### Dataset extract
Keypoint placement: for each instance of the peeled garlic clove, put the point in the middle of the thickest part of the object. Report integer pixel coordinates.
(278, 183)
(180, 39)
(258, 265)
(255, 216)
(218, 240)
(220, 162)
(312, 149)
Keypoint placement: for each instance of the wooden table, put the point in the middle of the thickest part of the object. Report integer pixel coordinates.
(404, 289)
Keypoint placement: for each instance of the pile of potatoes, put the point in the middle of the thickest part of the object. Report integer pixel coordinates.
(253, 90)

### What needs to be done
Output every record verbatim.

### Task solution
Keypoint placement: for each instance of the peeled garlic clove, put the point in the middle of the thickest part of the object. Report integer pixel coordinates.
(278, 183)
(180, 39)
(258, 265)
(255, 216)
(218, 240)
(220, 162)
(312, 149)
Keypoint placement: for each instance of the wooden table, put the point in the middle of the thickest part of the object. Report integer pixel coordinates.
(404, 289)
Keypoint placement: for each instance of the pile of potatoes, put the point in the middle of the thickest part of the object. Report integer pixel coordinates.
(253, 90)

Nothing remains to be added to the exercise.